Records contained in a dataset:
= = =

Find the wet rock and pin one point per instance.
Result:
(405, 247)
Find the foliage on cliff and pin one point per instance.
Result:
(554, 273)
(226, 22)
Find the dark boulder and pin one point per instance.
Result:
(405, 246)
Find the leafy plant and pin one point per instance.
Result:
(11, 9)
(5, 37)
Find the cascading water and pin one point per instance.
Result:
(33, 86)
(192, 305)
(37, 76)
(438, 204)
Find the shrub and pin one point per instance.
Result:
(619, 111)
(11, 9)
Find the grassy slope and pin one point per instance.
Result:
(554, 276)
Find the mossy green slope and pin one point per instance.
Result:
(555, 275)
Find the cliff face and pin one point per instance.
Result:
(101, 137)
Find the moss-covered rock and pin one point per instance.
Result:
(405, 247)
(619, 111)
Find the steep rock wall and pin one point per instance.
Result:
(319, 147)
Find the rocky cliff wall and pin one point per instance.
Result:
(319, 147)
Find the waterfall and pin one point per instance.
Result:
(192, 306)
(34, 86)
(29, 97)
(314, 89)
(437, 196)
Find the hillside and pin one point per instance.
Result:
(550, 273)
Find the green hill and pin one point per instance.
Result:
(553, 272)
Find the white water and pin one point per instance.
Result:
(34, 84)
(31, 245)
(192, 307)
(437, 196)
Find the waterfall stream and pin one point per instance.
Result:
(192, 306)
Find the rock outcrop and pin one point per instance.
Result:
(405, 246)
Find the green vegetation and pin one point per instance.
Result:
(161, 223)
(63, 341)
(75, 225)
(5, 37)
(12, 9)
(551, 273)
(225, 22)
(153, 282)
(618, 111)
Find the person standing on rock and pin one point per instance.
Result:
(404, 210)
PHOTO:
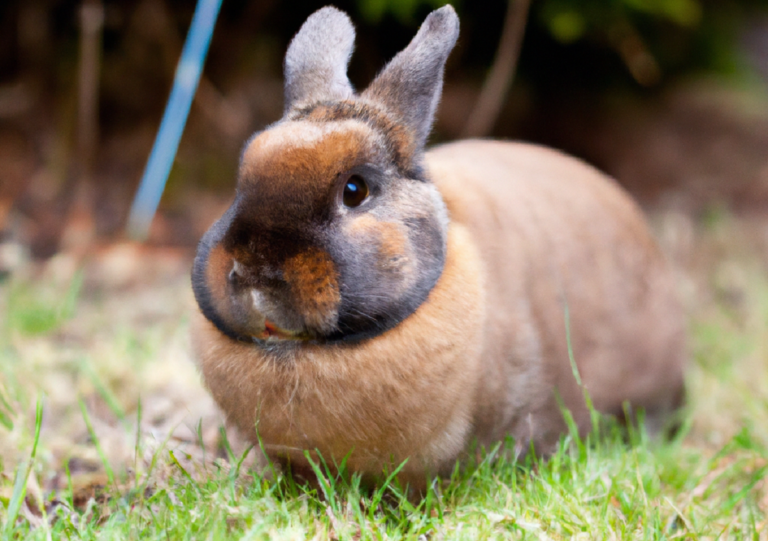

= = =

TASK INSTRUCTIONS ▸ Replace "pin one point per instance" with "mark each instance with a single point" throughout all the items above, keeping everything else unchanged. Leave the pictures out of your answer.

SOLVED PROBLEM ▸
Find the wet rock and mark each instance with a single point.
Result:
(405, 247)
Find the foliage on cliff and mark each instance with a single point.
Result:
(554, 273)
(226, 22)
Find the dark boulder and mark each instance with a single point.
Result:
(405, 246)
Find the leafy plant and mark each instance with a single point.
Result:
(11, 9)
(5, 37)
Find the cascading water and mark each instance with a single point.
Result:
(33, 86)
(192, 305)
(37, 76)
(438, 204)
Find the shrub and mark each instance with a single point.
Result:
(619, 111)
(11, 9)
Find the grassy slope and mark each instance with a single point.
Result:
(554, 276)
Find the mossy green slope and mark each instance with a single point.
Result:
(555, 275)
Find the cliff face and mark each instance with a single point.
Result:
(101, 137)
Find the moss-covered rock and mark each instance with a single point.
Result:
(405, 247)
(619, 111)
Find the steep rock wall and mark each instance with a single point.
Result:
(319, 147)
Find the rocky cliff wall and mark each instance with a single point.
Result:
(319, 147)
Find the waterfall and mark each instance with a single point.
Result:
(192, 306)
(34, 86)
(29, 97)
(314, 89)
(437, 196)
Find the hillside and mark each instance with a single point.
Result:
(550, 273)
Find the green hill and mark each instance with a single point.
Result:
(553, 272)
Find the white water and mark each instance with a single point.
Result:
(34, 84)
(31, 245)
(192, 307)
(437, 196)
Find the waterfall stream and mark each instance with a single point.
Result:
(192, 306)
Find the rock outcrop and mark each instance with a single point.
Result:
(405, 246)
Find the green vegetation and mark each instance with a single point.
Result:
(161, 223)
(63, 341)
(75, 225)
(5, 37)
(12, 9)
(551, 273)
(225, 22)
(153, 282)
(618, 111)
Find the person standing on rock and mark each instance with a single point.
Result:
(404, 210)
PHOTO:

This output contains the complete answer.